» **Actions to take**:
**a)** What steps does the bulleted list in the family snack time article give?
**b)** Could you return the passage of the family snack time article starting at "- Choose a time" and ending at "great snack together.", copied word for word?

» **Reading text**:
..............................

I’ve written about family mealtime in the past, and have supported the idea of “eating together is better” since the late 1990s. Since we know sitting down to eat together supports the physical and emotional growth of children – but consumer data is showing that snacks are often making up 40-60% of people’s eating occasions – perhaps we should combine these thoughts?
How about letting go of all of the pressure to have more meals together during the week, and start a new tradition – Family Snack Time!
- Choose a time of the day to get your family together
- Plan an easy, healthy snack
- Involve the children in planning the snack
Pick the Best Times, on the Best Days
Life is busy when you are raising children. With different schools, different extracurricular activities, different work schedules, it can be challenging to all come together on the same time each day. Take a day off to think about everyone’s schedule and determine which days and times will work best for convening in the kitchen at home. This may be a Tuesday morning at 7am, or a Thursday night at 7pm. Maybe you can meet up every night at 7:30pm. Or maybe your teens have time alone at home from 3:30 to 5:00pm when they could prep their own healthy snack.
Whatever time or day, choose a few during the week, when the pressure of planning and preparing a meal is off, and you’ll simply have a great snack together.
Planning Better Snacks
While you may be worrying about meal time, and grocery shopping for it, don’t forget about snack planning. Consumer data suggests that eating patterns are changing. If half of Americans are snacking, with many replacing meals with snacks, it’s then important to make those snacks count. As snacks become more appealing as meal replacements, more healthy options come onto the market. Overall, consumers are choosing healthier packaged snacks, more fruits and vegetables, and smaller portions, than five years ago. This is good news!

..............................

» **Data extract**:
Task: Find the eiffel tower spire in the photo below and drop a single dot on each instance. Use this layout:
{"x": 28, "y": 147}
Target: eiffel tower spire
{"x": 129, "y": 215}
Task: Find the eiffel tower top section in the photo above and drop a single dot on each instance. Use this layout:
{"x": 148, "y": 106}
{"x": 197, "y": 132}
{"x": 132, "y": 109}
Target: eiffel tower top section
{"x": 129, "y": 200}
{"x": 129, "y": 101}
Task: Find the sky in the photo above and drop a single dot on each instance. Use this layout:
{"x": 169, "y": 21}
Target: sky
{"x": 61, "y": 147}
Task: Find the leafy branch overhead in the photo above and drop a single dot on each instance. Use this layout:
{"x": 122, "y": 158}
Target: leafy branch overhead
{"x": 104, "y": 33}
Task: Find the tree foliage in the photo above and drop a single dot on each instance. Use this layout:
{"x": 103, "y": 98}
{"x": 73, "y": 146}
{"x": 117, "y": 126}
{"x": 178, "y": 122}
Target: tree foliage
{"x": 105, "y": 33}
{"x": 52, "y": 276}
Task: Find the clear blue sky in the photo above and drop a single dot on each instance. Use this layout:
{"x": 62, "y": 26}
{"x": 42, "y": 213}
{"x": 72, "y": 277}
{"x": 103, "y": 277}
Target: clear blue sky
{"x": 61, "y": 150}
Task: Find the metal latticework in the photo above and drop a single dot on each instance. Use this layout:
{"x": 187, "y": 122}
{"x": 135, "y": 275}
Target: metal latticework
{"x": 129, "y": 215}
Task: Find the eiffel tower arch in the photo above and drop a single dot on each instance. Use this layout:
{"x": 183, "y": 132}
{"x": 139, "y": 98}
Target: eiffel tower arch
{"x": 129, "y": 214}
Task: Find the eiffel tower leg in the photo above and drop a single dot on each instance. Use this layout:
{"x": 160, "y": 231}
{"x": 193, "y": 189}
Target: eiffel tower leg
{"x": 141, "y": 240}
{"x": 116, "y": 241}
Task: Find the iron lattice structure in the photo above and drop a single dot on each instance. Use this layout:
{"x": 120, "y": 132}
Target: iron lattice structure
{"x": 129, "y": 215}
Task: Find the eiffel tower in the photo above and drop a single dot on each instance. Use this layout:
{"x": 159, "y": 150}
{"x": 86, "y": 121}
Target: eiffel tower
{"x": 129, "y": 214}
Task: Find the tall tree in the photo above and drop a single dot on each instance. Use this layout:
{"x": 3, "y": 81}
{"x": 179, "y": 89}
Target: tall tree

..............................

» **Solutions to the exercise**:
**a)**
- Choose a time of the day to get your family together
- Plan an easy, healthy snack
- Involve the children in planning the snack

**b)**
- Choose a time of the day to get your family together
- Plan an easy, healthy snack
- Involve the children in planning the snack
Pick the Best Times, on the Best Days
Life is busy when you are raising children. With different schools, different extracurricular activities, different work schedules, it can be challenging to all come together on the same time each day. Take a day off to think about everyone’s schedule and determine which days and times will work best for convening in the kitchen at home. This may be a Tuesday morning at 7am, or a Thursday night at 7pm. Maybe you can meet up every night at 7:30pm. Or maybe your teens have time alone at home from 3:30 to 5:00pm when they could prep their own healthy snack.
Whatever time or day, choose a few during the week, when the pressure of planning and preparing a meal is off, and you’ll simply have a great snack together.